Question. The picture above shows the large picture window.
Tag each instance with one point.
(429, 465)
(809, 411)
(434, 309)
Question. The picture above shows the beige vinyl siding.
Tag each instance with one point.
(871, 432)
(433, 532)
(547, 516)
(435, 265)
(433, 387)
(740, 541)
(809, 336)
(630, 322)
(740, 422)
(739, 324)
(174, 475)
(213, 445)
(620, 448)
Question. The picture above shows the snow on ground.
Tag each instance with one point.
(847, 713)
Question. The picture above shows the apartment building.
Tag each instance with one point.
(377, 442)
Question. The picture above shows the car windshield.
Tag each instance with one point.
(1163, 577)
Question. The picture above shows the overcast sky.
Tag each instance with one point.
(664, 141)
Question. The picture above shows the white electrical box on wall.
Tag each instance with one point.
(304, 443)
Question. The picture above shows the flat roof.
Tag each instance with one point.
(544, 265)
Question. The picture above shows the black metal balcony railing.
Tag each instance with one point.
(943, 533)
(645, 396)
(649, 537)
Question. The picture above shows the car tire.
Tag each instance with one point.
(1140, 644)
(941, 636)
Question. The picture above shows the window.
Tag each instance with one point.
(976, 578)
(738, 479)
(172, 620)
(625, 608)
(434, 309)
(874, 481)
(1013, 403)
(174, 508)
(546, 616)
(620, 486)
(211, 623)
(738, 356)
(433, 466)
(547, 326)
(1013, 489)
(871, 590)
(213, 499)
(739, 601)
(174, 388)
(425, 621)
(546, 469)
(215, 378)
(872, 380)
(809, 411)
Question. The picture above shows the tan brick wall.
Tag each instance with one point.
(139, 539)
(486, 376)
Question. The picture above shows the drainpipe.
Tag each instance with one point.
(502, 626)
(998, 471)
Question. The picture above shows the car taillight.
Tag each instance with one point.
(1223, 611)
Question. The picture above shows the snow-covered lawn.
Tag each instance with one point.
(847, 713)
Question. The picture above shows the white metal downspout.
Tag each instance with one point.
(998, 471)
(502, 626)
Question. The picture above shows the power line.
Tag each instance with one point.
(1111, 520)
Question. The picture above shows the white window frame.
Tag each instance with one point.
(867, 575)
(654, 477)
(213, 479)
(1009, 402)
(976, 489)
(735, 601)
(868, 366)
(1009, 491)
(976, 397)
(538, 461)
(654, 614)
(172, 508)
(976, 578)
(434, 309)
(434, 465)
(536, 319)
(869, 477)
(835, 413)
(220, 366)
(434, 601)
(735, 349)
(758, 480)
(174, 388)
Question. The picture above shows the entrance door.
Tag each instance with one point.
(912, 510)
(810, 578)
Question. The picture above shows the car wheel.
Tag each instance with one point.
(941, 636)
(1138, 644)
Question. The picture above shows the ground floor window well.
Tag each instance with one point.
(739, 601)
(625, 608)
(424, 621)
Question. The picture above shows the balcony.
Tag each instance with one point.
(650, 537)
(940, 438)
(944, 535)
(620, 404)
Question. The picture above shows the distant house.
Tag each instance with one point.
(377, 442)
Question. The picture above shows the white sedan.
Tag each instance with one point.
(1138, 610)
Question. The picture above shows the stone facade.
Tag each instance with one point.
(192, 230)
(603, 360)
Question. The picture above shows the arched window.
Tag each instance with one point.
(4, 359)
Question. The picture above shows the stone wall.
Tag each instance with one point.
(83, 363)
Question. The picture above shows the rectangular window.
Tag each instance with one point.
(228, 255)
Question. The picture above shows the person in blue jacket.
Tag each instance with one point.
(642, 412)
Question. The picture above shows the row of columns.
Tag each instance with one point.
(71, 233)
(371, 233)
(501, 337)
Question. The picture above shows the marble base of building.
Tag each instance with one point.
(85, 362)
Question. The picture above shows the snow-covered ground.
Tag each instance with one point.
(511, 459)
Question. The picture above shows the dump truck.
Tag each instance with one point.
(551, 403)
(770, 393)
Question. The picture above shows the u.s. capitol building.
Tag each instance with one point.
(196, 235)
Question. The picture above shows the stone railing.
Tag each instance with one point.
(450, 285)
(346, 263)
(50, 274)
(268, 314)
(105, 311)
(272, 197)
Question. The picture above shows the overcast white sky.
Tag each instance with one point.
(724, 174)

Instruction
Reproduce the records verbatim, starting at the line containing "Question. The picture above shows the ground" and ending at the line containing "(1138, 610)", with both of those lines included.

Result below
Question. The picture above shows the ground floor window well.
Tag each instance with one point.
(739, 601)
(625, 608)
(424, 621)
Question. The picture above shows the balcony.
Tag each instance with one point.
(650, 537)
(940, 438)
(944, 535)
(620, 404)
Question. The picture above shows the distant house.
Tag each instance with one point.
(377, 442)
Question. The picture above shows the white sedan.
Tag each instance with one point.
(1138, 610)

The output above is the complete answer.